SUPPLIED DATA:

● ● ● ● ●

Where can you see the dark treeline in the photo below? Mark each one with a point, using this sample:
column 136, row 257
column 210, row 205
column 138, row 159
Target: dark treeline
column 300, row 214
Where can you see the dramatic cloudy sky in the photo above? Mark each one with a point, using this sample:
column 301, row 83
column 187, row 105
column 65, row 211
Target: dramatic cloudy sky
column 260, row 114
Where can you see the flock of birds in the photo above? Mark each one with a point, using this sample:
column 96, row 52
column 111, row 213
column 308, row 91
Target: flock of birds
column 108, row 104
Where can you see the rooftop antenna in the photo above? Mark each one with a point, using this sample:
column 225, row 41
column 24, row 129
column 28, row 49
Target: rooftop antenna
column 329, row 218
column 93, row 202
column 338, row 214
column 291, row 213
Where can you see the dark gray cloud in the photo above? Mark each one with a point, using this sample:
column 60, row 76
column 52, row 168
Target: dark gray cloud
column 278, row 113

● ● ● ● ●

YOUR INSTRUCTIONS:
Answer with the exact lines running from the one that contains "column 225, row 41" through the last line of the data. Include no other line.

ANSWER TO THIS PROBLEM:
column 225, row 41
column 24, row 129
column 28, row 49
Target: rooftop antenna
column 329, row 218
column 93, row 202
column 338, row 214
column 291, row 213
Where can you see the dark gray cloud in the photo above? Mark each one with a point, using this sample:
column 60, row 76
column 52, row 168
Target: dark gray cloud
column 278, row 113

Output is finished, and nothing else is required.